--- WHAT THE TASK ASKS ---
From the passage on page size below, list every figure or fraction it states, and say what each one measures.

--- SELECTED EXCERPT ---
Among the practical issues are the following.
Page Size
How big should a page be?
This is really a hardware design question, but since it depends on
OS considerations, we will discuss it here.
If pages are too large, lots of space will be wasted by internal fragmentation:
A process only needs a few bytes, but must take a full page.
As a rough estimate, about half of the last page of a process will be
wasted on the average.
Actually, the average waste will be somewhat larger, if the typical
process is small compared to the size of a page.
For example, if a page is 8K bytes and the typical process is only 1K,
7/8 of the space will be wasted.
Also, the relative amount of waste as a percentage of the space used
depends on the size of a typical process.
All these considerations imply that as typical processes get bigger and
bigger, internal fragmentation becomes less and less of a problem.
On the other hand, with smaller pages it takes more page table
entries to describe a given process, leading to space overhead
for the page tables, but more importantly time overhead for any operation
that manipulates them.
In particular, it adds to the time needed to switch form one process to
another.
The details depend on how page tables are organized.
For example, if the page tables are in registers, those registers have
to be reloaded.
A TLB will need more entries to cover the same size “working set,”
making it more expensive and require more time to re-load the TLB when
changing processes.
In short, all current trends point to larger and larger pages in the future.

--- PROVIDED RECORDS ---
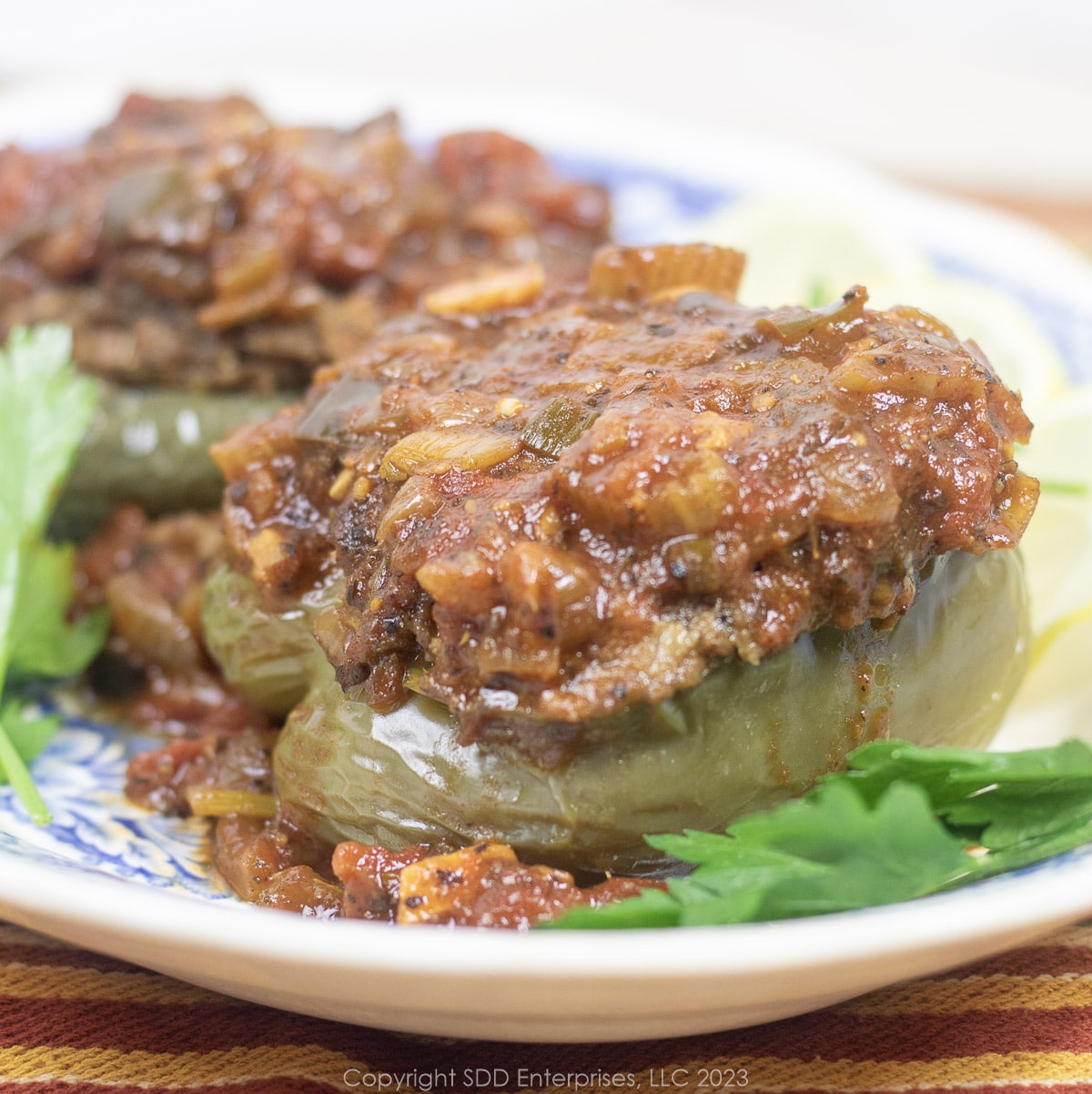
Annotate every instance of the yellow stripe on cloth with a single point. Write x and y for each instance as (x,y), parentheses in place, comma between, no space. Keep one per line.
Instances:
(17,936)
(964,995)
(48,981)
(177,1070)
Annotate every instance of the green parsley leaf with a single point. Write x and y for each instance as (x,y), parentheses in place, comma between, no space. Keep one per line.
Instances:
(43,641)
(45,408)
(901,823)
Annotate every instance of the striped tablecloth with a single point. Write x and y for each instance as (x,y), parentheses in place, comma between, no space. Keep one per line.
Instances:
(75,1022)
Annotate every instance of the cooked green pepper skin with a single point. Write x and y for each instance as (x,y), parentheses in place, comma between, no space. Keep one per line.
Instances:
(269,656)
(743,740)
(150,448)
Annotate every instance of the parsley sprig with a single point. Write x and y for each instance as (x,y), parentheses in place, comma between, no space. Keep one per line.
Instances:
(901,823)
(45,410)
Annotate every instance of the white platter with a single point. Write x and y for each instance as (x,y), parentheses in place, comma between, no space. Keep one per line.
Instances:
(109,877)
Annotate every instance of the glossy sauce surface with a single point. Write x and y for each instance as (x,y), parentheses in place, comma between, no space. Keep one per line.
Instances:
(551,510)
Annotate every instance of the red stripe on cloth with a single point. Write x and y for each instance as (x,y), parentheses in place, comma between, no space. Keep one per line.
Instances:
(1036,960)
(276,1085)
(1055,1087)
(828,1035)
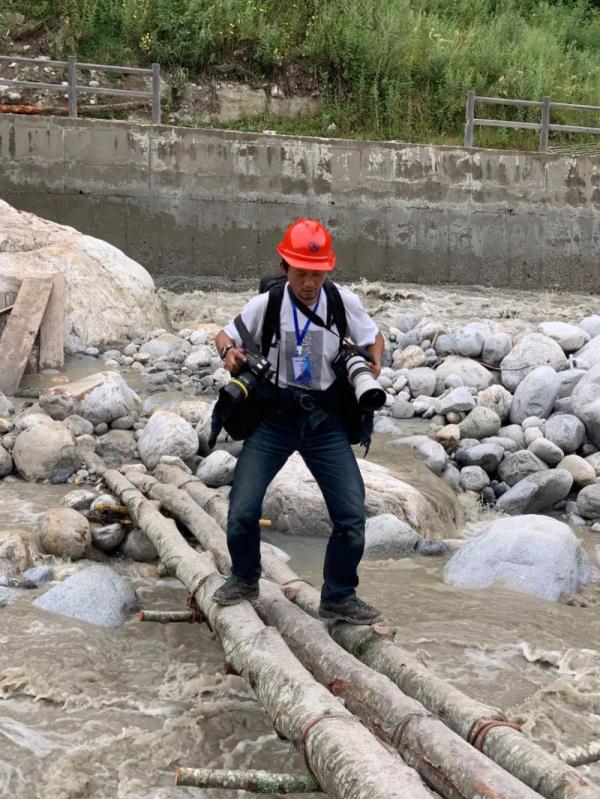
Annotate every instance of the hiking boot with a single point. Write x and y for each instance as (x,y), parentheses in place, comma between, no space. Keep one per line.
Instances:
(235,590)
(353,610)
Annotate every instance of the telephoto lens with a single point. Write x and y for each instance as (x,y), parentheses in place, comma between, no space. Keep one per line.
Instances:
(369,394)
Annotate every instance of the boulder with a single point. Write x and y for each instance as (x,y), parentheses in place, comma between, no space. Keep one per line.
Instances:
(97,595)
(529,553)
(569,337)
(470,372)
(497,399)
(295,504)
(167,434)
(64,532)
(217,469)
(585,402)
(48,452)
(517,465)
(101,397)
(480,423)
(106,293)
(530,352)
(537,492)
(387,535)
(588,502)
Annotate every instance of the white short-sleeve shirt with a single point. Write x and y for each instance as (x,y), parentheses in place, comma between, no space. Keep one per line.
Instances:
(319,344)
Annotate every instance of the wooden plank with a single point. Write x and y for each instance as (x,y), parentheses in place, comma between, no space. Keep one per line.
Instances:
(52,331)
(20,331)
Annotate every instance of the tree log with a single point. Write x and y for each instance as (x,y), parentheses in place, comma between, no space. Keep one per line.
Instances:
(444,760)
(512,750)
(347,761)
(254,781)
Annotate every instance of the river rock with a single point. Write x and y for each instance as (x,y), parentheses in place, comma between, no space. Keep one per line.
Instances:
(46,453)
(537,492)
(546,451)
(137,546)
(457,400)
(518,465)
(64,532)
(496,347)
(535,395)
(530,352)
(480,423)
(586,403)
(97,595)
(167,434)
(387,535)
(217,469)
(569,337)
(106,293)
(116,447)
(100,398)
(470,372)
(295,504)
(497,399)
(583,473)
(529,553)
(17,552)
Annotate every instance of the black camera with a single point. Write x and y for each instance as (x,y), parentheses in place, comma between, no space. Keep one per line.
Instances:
(351,360)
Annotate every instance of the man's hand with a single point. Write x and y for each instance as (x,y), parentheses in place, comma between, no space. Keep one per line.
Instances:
(234,360)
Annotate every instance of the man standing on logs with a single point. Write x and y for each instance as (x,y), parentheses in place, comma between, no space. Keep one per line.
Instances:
(307,386)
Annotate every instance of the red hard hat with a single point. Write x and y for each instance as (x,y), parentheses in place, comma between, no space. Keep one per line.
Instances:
(306,244)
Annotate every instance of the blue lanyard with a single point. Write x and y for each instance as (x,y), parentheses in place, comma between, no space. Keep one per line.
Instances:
(301,336)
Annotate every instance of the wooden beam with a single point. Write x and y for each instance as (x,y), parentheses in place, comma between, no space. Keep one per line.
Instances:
(52,331)
(20,331)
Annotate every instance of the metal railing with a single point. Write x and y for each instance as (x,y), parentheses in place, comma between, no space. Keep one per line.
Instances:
(544,125)
(73,88)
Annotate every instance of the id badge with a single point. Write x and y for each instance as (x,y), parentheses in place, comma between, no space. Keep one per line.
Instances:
(302,366)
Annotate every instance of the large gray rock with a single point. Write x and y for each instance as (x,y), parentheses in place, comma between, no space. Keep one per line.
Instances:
(566,431)
(97,595)
(569,337)
(530,352)
(470,372)
(101,397)
(167,434)
(517,465)
(46,452)
(535,395)
(585,402)
(537,492)
(529,553)
(480,423)
(64,532)
(588,502)
(387,535)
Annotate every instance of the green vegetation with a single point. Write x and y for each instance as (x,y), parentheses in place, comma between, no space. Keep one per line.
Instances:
(394,69)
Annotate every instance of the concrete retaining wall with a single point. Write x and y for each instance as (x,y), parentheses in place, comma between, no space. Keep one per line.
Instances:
(195,203)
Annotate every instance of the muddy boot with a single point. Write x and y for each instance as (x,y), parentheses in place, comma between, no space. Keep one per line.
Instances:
(353,610)
(235,590)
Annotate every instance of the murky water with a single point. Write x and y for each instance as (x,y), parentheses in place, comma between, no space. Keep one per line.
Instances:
(89,712)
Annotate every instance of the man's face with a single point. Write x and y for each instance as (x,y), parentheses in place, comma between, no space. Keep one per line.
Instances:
(306,283)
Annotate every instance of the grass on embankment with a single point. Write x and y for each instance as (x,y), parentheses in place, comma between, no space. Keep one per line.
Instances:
(391,69)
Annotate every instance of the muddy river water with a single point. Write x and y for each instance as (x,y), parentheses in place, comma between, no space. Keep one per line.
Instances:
(91,712)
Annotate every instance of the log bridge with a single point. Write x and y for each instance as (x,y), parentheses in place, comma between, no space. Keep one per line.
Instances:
(369,720)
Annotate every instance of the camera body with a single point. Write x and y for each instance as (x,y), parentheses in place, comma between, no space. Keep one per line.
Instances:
(351,361)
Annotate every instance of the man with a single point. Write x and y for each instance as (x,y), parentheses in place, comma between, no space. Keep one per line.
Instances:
(310,417)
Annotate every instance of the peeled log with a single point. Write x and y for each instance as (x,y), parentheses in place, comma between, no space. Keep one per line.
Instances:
(347,761)
(516,753)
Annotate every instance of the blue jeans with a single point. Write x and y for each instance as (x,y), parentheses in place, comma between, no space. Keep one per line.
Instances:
(327,453)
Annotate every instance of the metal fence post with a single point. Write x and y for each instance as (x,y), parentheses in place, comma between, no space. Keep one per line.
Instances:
(545,125)
(72,90)
(156,94)
(470,116)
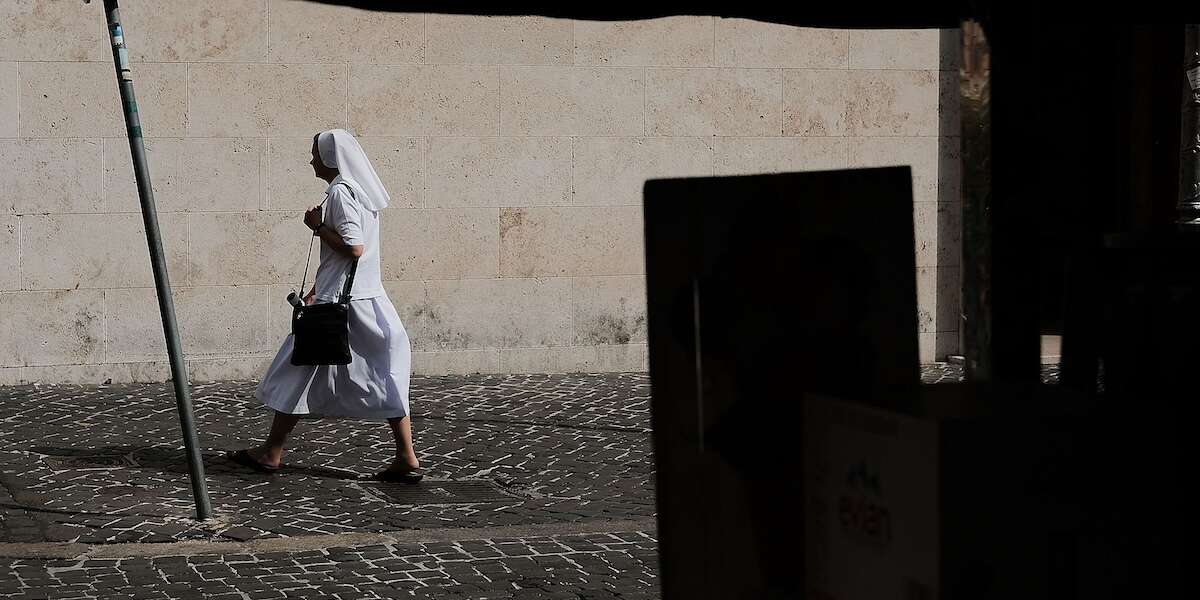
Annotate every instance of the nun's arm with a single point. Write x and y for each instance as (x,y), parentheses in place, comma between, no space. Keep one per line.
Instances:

--- OUTPUT BELOW ---
- About half: the part of a process's last page that is wasted on average
- 8K bytes: the page size in the example
- 1K: the size of the typical process in the example
- 7/8: the share of space wasted in that example